→ TASK REQUIREMENTS
What lines in the records below contain the string "high"? Copy every one.
○ ○ ○ ○ ○
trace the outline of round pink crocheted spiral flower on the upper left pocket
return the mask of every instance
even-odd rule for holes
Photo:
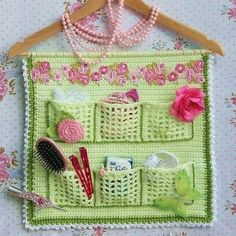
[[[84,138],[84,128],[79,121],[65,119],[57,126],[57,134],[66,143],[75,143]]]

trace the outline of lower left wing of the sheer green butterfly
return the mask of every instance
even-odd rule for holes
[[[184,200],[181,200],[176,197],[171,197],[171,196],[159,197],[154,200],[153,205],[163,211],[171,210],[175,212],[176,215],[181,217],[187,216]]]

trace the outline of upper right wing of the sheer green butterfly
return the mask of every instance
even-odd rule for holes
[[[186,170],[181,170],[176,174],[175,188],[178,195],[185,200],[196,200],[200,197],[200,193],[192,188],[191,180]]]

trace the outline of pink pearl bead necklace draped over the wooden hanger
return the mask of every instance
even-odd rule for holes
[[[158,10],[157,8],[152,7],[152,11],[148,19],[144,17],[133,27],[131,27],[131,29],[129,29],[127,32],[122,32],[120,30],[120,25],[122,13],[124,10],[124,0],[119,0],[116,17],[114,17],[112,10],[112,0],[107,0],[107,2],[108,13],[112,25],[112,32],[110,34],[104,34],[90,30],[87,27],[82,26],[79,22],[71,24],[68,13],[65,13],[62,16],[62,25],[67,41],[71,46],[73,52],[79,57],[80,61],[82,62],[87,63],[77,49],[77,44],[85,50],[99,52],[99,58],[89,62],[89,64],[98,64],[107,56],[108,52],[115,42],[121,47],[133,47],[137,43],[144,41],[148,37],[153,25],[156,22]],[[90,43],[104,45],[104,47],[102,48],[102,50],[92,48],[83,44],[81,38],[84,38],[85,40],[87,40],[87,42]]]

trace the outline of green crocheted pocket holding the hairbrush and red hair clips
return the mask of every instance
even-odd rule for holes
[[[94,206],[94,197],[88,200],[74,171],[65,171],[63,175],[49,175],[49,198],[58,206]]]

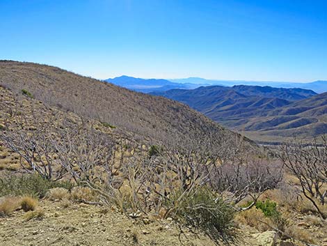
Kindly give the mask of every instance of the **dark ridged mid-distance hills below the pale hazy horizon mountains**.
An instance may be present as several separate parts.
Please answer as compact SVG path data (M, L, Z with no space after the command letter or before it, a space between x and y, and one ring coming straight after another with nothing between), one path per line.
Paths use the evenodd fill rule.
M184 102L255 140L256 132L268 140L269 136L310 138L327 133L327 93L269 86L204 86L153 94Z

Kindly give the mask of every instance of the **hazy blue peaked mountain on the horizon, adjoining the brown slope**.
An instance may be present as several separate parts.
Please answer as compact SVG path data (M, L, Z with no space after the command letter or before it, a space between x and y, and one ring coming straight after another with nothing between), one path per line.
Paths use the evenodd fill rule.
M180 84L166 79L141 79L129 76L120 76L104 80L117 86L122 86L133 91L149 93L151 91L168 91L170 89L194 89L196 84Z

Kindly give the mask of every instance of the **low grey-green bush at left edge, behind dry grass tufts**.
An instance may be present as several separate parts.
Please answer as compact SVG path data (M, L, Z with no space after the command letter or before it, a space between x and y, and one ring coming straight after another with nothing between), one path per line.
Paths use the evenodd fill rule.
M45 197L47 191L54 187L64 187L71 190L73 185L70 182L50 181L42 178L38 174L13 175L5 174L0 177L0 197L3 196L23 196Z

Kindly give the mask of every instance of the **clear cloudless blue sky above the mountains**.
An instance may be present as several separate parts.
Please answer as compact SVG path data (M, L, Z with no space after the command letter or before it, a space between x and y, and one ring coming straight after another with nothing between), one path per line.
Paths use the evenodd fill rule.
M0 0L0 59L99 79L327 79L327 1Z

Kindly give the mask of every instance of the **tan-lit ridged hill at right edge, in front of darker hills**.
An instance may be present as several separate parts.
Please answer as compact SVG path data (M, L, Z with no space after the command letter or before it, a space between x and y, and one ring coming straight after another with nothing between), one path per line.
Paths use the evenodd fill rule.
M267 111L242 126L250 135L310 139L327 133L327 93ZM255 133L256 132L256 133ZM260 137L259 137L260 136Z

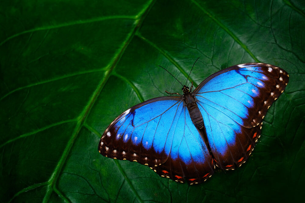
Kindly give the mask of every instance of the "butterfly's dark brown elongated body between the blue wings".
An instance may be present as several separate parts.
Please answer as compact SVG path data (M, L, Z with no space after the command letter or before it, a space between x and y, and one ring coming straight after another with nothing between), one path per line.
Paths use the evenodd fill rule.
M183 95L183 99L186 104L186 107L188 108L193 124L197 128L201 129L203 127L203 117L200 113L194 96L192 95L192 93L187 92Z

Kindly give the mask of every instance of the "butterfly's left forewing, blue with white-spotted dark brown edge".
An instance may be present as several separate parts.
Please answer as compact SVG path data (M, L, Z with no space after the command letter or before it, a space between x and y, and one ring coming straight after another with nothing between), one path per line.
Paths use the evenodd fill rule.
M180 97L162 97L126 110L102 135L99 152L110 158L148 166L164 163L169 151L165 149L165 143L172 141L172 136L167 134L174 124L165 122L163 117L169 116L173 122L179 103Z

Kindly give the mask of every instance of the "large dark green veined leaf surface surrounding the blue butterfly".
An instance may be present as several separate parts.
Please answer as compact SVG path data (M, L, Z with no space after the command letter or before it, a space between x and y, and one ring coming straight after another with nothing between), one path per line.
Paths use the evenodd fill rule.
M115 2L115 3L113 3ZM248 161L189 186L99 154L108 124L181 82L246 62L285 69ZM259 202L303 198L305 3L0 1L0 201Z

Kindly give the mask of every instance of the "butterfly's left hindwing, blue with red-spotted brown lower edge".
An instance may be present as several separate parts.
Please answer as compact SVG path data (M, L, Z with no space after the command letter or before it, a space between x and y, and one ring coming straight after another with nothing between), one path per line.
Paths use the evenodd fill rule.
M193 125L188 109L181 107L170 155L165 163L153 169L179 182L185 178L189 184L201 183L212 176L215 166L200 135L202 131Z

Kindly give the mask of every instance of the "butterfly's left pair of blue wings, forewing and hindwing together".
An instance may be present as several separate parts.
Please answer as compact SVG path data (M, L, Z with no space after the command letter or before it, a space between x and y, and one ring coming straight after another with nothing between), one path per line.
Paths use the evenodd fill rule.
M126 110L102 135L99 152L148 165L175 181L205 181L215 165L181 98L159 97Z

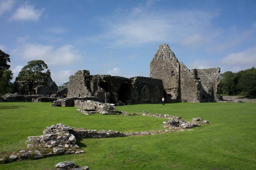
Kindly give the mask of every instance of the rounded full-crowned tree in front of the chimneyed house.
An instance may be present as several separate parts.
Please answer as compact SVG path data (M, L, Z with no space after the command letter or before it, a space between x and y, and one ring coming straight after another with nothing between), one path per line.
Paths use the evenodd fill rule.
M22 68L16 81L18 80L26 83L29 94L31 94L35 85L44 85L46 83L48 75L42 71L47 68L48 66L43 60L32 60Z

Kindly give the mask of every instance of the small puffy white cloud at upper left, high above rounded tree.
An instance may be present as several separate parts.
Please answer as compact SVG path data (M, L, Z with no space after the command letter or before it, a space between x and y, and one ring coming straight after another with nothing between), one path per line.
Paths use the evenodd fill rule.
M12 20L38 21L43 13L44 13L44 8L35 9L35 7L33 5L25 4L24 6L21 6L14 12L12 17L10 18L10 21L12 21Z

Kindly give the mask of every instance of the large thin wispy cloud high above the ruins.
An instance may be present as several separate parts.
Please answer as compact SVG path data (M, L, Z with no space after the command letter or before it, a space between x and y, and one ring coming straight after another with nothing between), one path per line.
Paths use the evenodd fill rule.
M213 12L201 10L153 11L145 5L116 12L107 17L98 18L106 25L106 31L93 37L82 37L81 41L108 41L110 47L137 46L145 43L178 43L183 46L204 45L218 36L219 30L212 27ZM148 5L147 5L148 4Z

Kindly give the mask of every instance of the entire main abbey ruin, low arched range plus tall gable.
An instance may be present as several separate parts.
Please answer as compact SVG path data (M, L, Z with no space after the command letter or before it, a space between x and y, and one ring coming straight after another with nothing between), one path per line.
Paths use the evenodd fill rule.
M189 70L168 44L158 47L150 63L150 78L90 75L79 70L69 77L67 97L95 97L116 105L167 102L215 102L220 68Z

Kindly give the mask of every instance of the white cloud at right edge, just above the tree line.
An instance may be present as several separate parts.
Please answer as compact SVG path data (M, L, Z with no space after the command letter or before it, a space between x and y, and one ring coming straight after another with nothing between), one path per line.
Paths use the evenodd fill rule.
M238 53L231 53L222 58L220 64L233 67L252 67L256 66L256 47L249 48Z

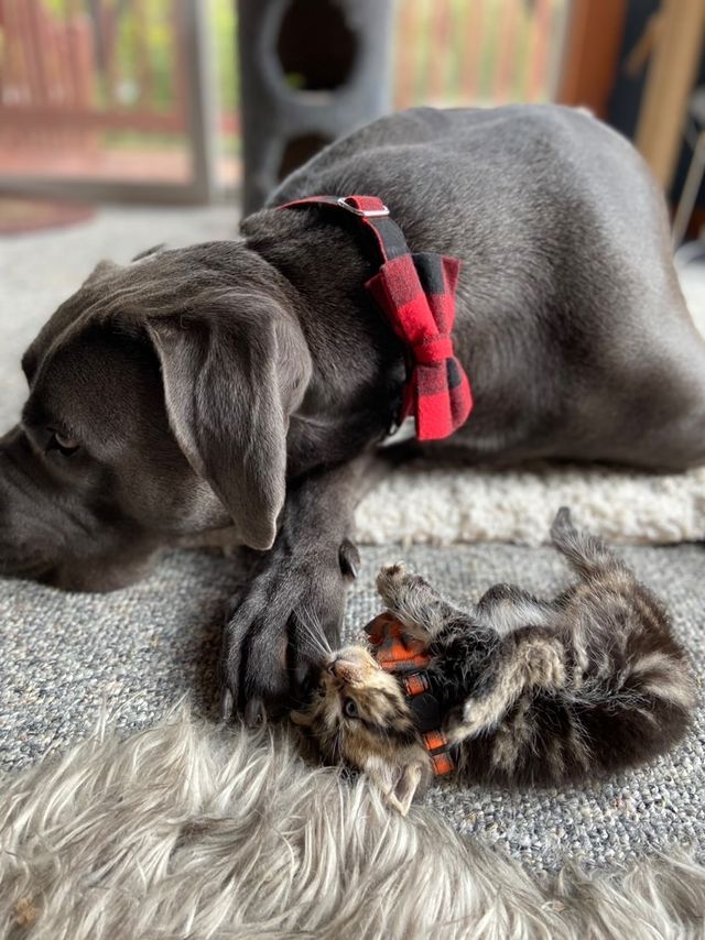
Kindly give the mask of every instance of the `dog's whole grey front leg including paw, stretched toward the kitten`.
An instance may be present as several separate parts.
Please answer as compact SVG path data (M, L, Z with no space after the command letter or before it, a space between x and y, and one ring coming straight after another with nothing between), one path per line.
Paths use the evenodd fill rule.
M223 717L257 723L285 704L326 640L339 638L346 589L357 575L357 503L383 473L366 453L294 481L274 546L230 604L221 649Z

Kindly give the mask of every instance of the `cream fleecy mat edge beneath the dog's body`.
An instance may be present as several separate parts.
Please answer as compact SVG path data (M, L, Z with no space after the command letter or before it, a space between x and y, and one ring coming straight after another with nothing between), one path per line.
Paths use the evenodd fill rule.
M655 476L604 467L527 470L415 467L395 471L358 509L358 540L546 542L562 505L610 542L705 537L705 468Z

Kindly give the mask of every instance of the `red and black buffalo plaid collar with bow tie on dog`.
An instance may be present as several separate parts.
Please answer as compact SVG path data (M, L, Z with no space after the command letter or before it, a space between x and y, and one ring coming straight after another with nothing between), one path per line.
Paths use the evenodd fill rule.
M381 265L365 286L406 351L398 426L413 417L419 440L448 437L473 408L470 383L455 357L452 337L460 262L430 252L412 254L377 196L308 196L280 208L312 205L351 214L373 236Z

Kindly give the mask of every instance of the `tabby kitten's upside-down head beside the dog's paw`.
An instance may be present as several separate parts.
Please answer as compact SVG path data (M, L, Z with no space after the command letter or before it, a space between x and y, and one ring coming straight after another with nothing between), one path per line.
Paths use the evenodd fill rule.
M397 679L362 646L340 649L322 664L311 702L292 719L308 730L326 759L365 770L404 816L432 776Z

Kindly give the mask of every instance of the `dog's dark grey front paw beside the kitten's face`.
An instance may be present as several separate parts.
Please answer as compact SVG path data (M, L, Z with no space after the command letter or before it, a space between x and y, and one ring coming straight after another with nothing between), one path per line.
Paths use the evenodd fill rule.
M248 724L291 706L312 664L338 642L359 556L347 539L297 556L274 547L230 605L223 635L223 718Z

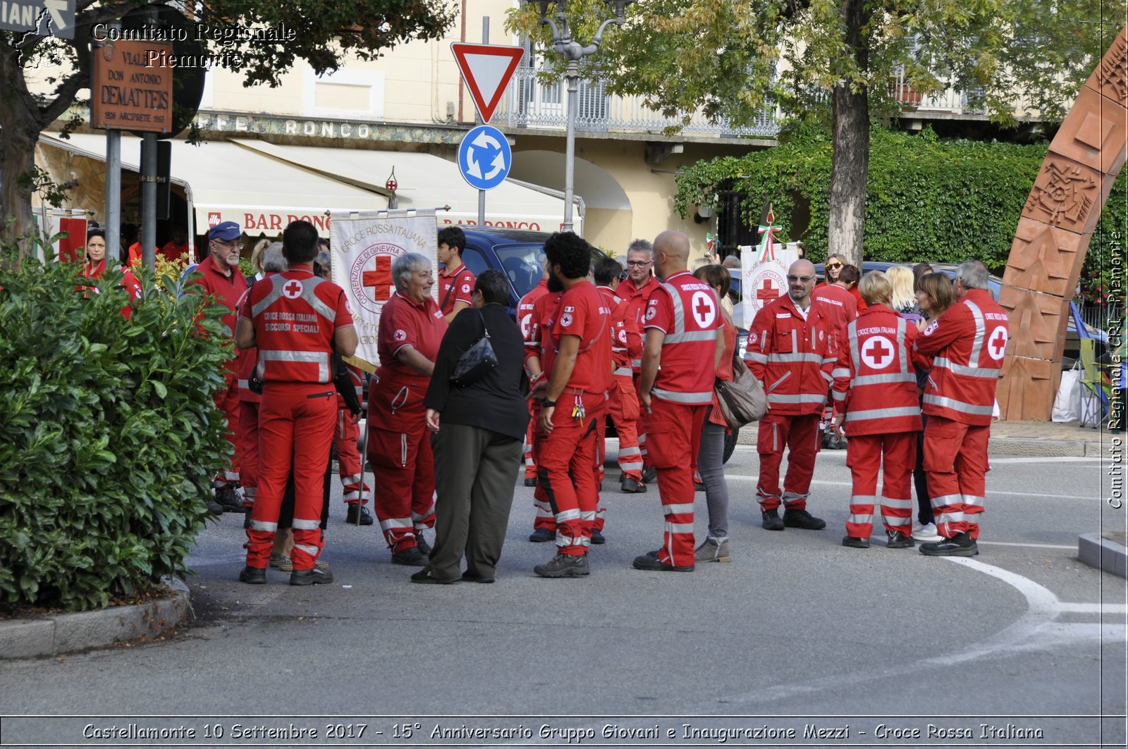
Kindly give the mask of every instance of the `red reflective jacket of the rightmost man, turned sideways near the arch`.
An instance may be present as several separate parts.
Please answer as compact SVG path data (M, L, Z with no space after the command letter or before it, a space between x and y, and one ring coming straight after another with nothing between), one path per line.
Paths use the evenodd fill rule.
○ ○ ○ ○ ○
→ ANSWER SPACE
Kindly give the mask of every instance of the small puffy white cloud at upper left, high above rounded tree.
Kindly give the mask of every instance of the large thin wispy cloud high above the ruins.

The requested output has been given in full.